▶ [EXTRAIT SOURCE]:

Nations, systèmes énergétiques et l’environnement : quand et pourquoi les échelles comptent

Il est souvent reproché à l’énergie nucléaire en France de ne pas avoir fait l’objet d’un débat ouvert et démocratique. Cela expliquerait les problèmes de légitimité auxquels l’énergie nucléaire doit faire face aujourd’hui. Le défi est au moins double : maintenir le consensus politique sur les décisions prises dans le secteur et transformer un « consensus ambigu » en acceptabilité sociale. À cet égard, Martin Denoun, doctorant à l’EHESS, a mis en évidence un chevauchement partiel entre l’énergie nucléaire et le changement climatique comme questions dans la sphère publique. Si la montée de l’« argument du changement climatique » coïncidait initialement avec des critiques de plus en plus fréquentes de l’industrie nucléaire, le secteur nucléaire a progressivement intégré le problème du dioxyde de carbone dans son discours. Tout en présentant l’atome comme une solution globale au changement climatique, les acteurs du nucléaire mettent en perspective le sujet de la gestion des déchets. Cela a conduit au développement de mouvements écologistes pro-nucléaires.

Marie Dégremont, politologue à Sciences Po Paris, a toutefois montré comment et pourquoi les mouvements antinucléaires sont en train d’invoquer de nouveaux arguments qui posent de nouveaux défis à l’industrie. Ces mouvements mettent l’accent sur le développement local, la participation citoyenne et des concepts comme l’économie circulaire ; ils présentent les énergies renouvelables et les politiques d’efficacité énergétique comme des alternatives susceptibles de répondre à ces attentes. Figurant parmi les nombreux débats sur la transition énergétique, ces nouveaux arguments pourraient bien annoncer de futures transformations du réseau électrique français.

Pour sa part, Miyuki Tsuchiya, politologue à Sciences Po Paris, a souligné les effets de l’accident de Fukushima et l’a décrit comme un « événement marquant » qui a remis en cause la politique énergétique publique en France. Elle s’est demandé comment la « coalition du plaidoyer » en faveur du nucléaire avait réussi à convertir ce défi contextuel en opportunité pour maintenir le modèle français. En analysant le débat national sur la transition énergétique – débat qui selon elle légitime l’utilisation continue de l’énergie nucléaire – et son évolution à travers le processus législatif (avec l’adoption de la loi d’août 2015), elle a décrit la transition énergétique comme un « boundary object », c’est-à-dire « une disposition permettant à différents groupes de travailler ensemble sans consensus préalable » (Star and Griesemer, 2010), reflétant une politique énergétique floue d’un gouvernement hésitant. Mais l’énergie nucléaire n’est pas seulement une question politique, économique ou technique. Jérémy Bouillet, politologue à Sciences Po Grenoble, a souligné que sa légitimité réside également dans la façon dont le consensus social est modelé, adopté et accepté. Il n’est cependant pas réaliste de s’attendre à ce que davantage d’informations conduisent à des bonnes pratiques, puisque les gens ordinaires sont en même temps citoyens, consommateurs et utilisateurs. Seule une bonne compréhension de ces trois facteurs nous permettra d’envisager le rejet ou l’acceptation de l’énergie nucléaire comme solution vers une transition énergétique réussie.

▶ [CONSIGNE DONNÉE A]: Recopiez à l'identique l'ensemble des enregistrements qui suivent, ligne par ligne.

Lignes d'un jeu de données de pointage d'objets
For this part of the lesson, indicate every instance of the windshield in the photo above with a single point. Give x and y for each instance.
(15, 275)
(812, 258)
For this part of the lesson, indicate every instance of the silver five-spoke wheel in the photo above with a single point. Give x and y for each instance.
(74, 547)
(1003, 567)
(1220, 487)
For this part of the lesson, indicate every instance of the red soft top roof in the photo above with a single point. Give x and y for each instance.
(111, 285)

▶ [CONSIGNE DONNÉE B]: Rendez en anglais cette phrase de l'extrait sur l'énergie nucléaire : « Mais l'énergie nucléaire n'est pas seulement une question politique, économique ou technique. »

▶ [RÉSULTAT FINAL A]:
For this part of the lesson, indicate every instance of the windshield in the photo above with a single point. Give x and y for each instance.
(15, 275)
(812, 258)
For this part of the lesson, indicate every instance of the silver five-spoke wheel in the photo above with a single point. Give x and y for each instance.
(74, 547)
(1003, 567)
(1220, 487)
For this part of the lesson, indicate every instance of the red soft top roof in the photo above with a single point. Give x and y for each instance.
(111, 285)

▶ [RÉSULTAT FINAL B]: But nuclear energy is not only a political, economic, or technical issue.